- [Things to do]
1/ According to the news report on teenage social media restrictions, why does the government want the overnight curfew and default-disabled addictive features? Answer in one to three sentences.
2/ From the news report on teenage social media restrictions, copy word for word the part that opens with the words containing "The government aims" and closes with "such as YouTube.".

As the government begin outlining new legal restrictions on youngsters accessing social media, teenagers in Tavistock have been having their say on the issue.
Under the planned move, older teenagers in the UK will face an overnight social media curfew, the government has announced.
It would mean apps such as Instagram, TikTok and YouTube being set to be unavailable by automatically, default to 16 and 17-year-olds between midnight and 6am.
The government aims to lay the proposed curfew measures before Parliament by the end of this year, to take effect with the social media ban for under-16s next spring.
The government also wants so-called addictive features (such as auto-play and ‘infinite scroll’) to be set to disabled, saying the measures and the curfew will improve teenagers' focus, sleep quality and family life.
Youngsters at Tavistock Youth Café though are against the proposals, questioning why youngsters and not adults are being penalised and saying the restrictions will isolate young people socially and from educational material such as YouTube.
Tom, 13, said: "Who do they think made these toxic algorithms in the first place? Who designed the engagement loops that hook people's brains? Who is putting the harmful, dangerous, and toxic content online?
“It’s the older generations. The same generation of politicians who are voting to ban these platforms are the ones who built them, monetised them, and flooded them with garbage.

- [Stored items]

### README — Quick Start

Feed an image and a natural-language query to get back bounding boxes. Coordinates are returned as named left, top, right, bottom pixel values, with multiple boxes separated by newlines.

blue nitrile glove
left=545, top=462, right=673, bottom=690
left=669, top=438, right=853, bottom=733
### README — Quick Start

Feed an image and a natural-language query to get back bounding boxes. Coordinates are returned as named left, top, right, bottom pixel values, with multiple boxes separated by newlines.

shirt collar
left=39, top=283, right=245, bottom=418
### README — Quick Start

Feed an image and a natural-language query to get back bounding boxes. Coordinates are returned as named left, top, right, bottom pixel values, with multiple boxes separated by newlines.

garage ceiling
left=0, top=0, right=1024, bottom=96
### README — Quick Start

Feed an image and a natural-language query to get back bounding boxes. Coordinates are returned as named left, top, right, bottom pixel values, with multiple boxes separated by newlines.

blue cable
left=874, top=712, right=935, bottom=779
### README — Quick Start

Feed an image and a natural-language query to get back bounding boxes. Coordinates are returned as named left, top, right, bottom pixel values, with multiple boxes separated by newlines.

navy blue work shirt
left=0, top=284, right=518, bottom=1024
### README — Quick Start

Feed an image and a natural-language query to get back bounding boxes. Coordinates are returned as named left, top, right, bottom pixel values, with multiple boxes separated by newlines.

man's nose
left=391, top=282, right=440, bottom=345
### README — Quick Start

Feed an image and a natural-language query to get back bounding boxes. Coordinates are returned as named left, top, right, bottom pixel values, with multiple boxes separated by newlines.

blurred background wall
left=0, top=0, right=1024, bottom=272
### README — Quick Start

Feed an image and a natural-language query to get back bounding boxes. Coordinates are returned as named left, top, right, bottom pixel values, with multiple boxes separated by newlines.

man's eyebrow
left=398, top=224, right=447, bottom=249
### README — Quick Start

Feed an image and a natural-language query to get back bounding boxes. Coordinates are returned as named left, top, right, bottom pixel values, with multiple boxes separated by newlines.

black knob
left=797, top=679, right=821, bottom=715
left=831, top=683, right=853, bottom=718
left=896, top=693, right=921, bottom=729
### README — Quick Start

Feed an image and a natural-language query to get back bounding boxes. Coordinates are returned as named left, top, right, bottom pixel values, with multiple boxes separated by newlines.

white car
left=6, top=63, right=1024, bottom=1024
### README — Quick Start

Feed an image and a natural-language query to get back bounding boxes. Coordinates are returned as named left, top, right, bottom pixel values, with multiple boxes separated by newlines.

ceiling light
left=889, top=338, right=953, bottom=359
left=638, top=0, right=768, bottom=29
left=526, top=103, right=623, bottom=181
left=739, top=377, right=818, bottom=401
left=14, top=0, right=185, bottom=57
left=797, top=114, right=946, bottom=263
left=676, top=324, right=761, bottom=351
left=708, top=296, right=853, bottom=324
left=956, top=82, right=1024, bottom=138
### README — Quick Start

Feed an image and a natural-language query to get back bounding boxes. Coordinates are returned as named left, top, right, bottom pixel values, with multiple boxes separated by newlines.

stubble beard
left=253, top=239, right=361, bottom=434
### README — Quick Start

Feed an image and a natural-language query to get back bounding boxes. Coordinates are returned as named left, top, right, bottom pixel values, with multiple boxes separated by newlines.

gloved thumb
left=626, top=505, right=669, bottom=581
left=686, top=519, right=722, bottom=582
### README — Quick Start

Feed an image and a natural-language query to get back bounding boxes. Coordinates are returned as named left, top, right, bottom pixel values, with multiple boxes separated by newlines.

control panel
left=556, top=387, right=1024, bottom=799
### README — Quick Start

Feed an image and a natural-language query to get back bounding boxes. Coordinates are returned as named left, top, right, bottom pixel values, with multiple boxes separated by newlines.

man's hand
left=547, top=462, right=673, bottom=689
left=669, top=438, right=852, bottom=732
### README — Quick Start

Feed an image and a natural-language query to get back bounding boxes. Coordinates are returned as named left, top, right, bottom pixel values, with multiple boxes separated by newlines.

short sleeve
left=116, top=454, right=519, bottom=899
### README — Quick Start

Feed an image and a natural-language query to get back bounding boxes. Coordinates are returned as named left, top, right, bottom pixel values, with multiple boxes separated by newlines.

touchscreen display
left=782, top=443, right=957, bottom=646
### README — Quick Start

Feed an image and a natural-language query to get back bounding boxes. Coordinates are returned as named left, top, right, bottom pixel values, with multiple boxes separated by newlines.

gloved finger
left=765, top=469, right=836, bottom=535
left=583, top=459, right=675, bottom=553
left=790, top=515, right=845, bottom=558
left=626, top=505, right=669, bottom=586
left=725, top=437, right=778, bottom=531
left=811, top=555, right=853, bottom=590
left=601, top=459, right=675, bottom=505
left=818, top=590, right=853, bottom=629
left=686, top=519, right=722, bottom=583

- [Expected outputs]
1/ The government says the curfew and the default disabling of addictive features such as auto-play and "infinite scroll" will improve teenagers' focus, sleep quality and family life.

2/
The government aims to lay the proposed curfew measures before Parliament by the end of this year, to take effect with the social media ban for under-16s next spring.
The government also wants so-called addictive features (such as auto-play and ‘infinite scroll’) to be set to disabled, saying the measures and the curfew will improve teenagers' focus, sleep quality and family life.
Youngsters at Tavistock Youth Café though are against the proposals, questioning why youngsters and not adults are being penalised and saying the restrictions will isolate young people socially and from educational material such as YouTube.